*DESCRIPTION OF THE TASK*.
Reproduce the line that holds "point: flagpole -- one" together with all the lines after it up to the end of the entries.

Point labeling dataset excerpts:

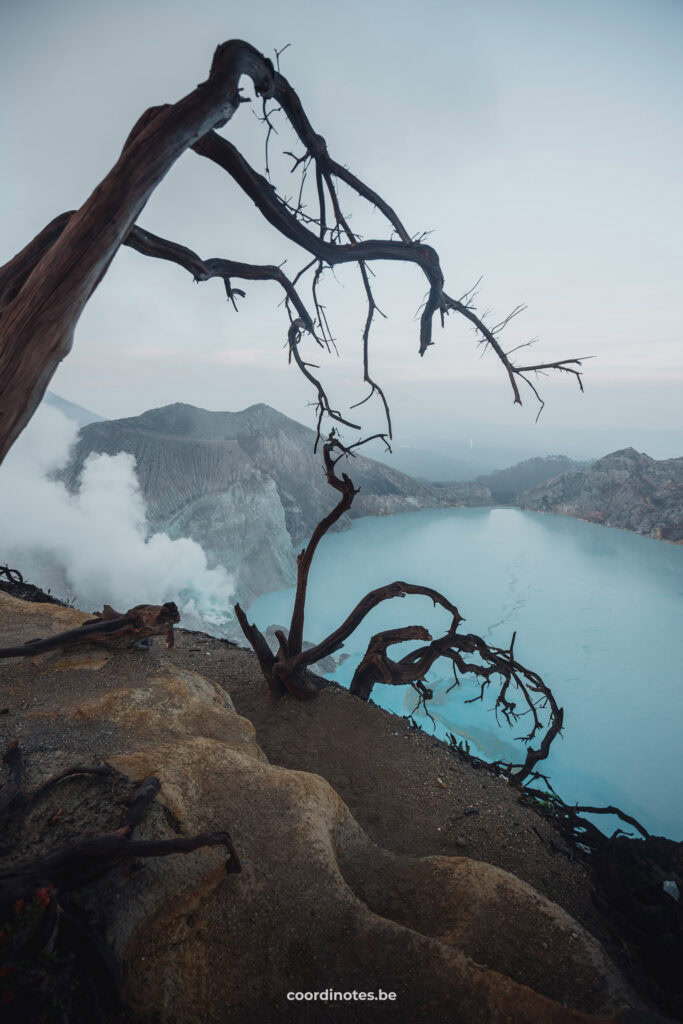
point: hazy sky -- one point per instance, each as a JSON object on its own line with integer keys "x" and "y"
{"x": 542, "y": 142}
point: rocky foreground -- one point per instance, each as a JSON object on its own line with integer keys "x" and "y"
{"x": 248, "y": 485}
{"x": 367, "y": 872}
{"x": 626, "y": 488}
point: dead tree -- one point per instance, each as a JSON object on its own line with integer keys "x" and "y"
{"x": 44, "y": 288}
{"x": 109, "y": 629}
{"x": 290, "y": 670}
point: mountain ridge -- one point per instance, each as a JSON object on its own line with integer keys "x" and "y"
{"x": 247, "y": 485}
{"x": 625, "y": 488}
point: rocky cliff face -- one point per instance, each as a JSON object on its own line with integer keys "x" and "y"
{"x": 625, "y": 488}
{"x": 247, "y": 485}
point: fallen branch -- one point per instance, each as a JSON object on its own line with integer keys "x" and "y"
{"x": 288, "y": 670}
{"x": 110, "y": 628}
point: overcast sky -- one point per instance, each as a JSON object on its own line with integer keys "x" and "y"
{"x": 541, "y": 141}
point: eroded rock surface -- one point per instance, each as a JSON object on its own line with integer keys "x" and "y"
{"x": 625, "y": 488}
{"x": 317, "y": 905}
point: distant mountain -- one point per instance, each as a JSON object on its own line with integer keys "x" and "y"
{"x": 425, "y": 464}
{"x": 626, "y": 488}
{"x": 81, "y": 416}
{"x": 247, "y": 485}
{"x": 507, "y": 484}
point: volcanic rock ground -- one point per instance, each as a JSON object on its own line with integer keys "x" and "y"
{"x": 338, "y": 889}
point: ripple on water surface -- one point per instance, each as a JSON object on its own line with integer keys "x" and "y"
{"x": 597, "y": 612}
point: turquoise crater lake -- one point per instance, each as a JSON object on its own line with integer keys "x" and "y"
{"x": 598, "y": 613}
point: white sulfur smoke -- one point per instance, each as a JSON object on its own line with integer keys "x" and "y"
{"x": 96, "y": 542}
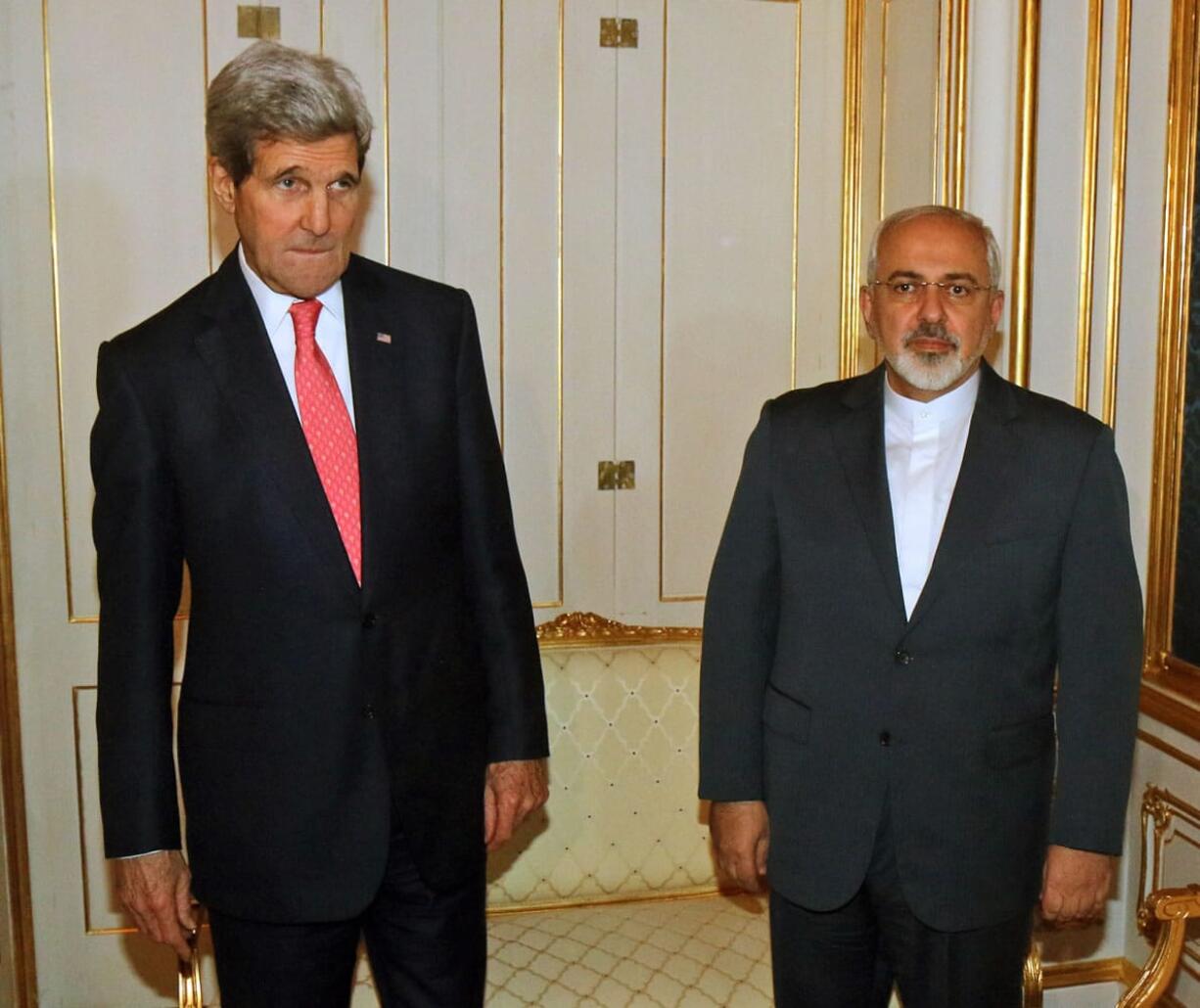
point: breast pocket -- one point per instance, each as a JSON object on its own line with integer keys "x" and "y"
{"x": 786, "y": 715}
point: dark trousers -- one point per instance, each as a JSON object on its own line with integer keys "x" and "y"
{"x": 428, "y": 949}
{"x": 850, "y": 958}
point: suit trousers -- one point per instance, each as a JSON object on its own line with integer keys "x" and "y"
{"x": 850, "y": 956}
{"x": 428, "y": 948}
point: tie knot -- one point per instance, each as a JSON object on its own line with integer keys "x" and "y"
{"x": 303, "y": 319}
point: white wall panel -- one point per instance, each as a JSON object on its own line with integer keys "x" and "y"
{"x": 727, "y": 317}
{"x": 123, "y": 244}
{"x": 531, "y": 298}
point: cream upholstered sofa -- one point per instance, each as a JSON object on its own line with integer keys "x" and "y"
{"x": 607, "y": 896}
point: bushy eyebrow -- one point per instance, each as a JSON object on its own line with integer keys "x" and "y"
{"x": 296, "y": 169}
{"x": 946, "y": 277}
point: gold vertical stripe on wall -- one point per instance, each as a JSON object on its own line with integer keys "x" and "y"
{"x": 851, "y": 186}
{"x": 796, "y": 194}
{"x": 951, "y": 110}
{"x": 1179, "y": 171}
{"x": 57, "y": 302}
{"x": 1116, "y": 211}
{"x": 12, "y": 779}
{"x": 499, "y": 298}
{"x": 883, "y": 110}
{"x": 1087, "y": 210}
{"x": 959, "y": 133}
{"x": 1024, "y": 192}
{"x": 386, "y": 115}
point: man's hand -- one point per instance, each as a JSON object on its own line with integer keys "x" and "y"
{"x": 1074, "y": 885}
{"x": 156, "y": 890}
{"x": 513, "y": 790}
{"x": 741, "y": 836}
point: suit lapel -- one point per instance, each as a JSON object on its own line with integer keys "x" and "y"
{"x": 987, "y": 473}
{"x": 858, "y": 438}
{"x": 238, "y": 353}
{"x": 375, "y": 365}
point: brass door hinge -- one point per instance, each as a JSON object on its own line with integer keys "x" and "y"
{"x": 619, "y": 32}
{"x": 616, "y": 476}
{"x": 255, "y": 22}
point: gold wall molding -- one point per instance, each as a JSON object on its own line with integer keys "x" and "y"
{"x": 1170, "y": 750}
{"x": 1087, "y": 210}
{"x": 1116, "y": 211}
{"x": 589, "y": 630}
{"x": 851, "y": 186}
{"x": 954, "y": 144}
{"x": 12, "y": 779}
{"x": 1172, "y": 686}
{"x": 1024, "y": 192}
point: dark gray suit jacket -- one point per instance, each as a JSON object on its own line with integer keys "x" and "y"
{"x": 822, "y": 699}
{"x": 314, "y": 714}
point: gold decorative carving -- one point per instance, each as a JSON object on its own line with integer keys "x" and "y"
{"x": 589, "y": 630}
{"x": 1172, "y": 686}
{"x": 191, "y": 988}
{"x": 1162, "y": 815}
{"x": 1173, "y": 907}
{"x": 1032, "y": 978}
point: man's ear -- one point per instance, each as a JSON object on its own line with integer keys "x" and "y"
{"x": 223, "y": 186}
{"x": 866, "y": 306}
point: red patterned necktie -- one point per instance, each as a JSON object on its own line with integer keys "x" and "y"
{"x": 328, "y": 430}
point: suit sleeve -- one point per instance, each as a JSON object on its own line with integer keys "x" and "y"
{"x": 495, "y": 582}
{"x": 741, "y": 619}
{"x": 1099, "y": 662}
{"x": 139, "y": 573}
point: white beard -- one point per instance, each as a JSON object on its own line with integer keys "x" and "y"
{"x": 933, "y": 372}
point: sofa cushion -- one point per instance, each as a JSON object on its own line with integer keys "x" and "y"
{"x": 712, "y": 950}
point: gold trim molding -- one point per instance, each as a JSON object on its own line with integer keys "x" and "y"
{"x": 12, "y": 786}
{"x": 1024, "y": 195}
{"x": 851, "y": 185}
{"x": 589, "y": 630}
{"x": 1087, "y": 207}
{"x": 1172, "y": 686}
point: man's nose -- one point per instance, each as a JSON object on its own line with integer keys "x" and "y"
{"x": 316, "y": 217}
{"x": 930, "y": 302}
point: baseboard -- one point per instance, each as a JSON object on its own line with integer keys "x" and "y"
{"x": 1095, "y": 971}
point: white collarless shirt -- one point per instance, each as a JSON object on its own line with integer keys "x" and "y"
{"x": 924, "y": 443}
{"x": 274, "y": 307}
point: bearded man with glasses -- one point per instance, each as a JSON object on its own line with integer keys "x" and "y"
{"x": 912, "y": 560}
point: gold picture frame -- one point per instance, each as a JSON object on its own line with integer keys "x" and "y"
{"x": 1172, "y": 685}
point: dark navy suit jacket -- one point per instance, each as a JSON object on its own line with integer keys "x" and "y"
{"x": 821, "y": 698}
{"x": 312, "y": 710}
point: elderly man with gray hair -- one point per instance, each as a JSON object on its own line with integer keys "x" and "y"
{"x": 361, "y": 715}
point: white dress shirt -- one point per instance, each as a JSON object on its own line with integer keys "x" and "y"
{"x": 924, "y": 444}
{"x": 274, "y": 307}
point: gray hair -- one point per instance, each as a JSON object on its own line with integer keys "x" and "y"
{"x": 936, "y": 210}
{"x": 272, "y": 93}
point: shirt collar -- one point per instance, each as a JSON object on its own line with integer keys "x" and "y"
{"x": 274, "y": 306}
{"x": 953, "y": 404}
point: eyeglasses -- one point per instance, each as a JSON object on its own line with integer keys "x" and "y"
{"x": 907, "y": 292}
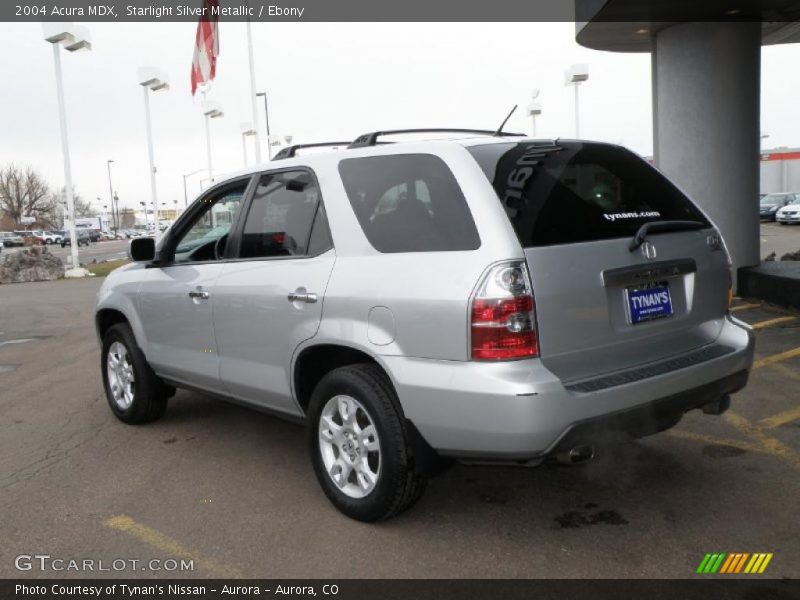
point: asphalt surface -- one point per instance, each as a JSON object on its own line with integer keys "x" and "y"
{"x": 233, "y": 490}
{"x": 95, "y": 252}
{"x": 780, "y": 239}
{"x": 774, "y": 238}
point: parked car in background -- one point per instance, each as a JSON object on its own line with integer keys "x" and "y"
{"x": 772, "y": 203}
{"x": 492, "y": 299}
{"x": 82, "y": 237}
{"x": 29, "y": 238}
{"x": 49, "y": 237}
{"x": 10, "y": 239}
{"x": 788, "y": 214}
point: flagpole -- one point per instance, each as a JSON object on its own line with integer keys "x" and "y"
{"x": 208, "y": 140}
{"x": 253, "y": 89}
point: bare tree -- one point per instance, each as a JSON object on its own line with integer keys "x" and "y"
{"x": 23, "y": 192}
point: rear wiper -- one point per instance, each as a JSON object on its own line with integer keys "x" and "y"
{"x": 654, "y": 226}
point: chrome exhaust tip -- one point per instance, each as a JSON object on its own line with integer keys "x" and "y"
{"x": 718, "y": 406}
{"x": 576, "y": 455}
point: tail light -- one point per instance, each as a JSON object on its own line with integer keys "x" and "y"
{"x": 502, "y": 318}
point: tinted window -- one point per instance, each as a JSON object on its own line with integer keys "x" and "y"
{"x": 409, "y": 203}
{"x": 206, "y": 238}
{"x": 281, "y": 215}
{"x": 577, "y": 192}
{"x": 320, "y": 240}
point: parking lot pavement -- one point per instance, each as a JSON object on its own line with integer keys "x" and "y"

*COMPLETE OUTPUT*.
point: flagpole -- one point per instance, each as a JSON object on its own line with integer keys "x" and "y"
{"x": 208, "y": 140}
{"x": 253, "y": 89}
point: bare tree -- one point per instance, each as a JSON object on its own line with integer keys "x" and "y"
{"x": 23, "y": 192}
point: rear wiper -- one point per instance, each as a JSON object on its own line with integer keys "x" and "y"
{"x": 654, "y": 226}
point: chrome exhaust tip -- one point per instance, each as a JSON object on its own line with integer keys "x" and "y"
{"x": 718, "y": 406}
{"x": 576, "y": 455}
point: tail light -- one point per instance, each as a JSON object on its own line with integer keys "x" and "y"
{"x": 502, "y": 318}
point: tinted window -- one point per instance, each as a JSON object on its own line with integer keys "x" and "y"
{"x": 409, "y": 203}
{"x": 206, "y": 238}
{"x": 281, "y": 215}
{"x": 577, "y": 192}
{"x": 320, "y": 240}
point: parking lot pavement -- one point per instance, each as a JSON object on its own line with integer keys "x" and "y"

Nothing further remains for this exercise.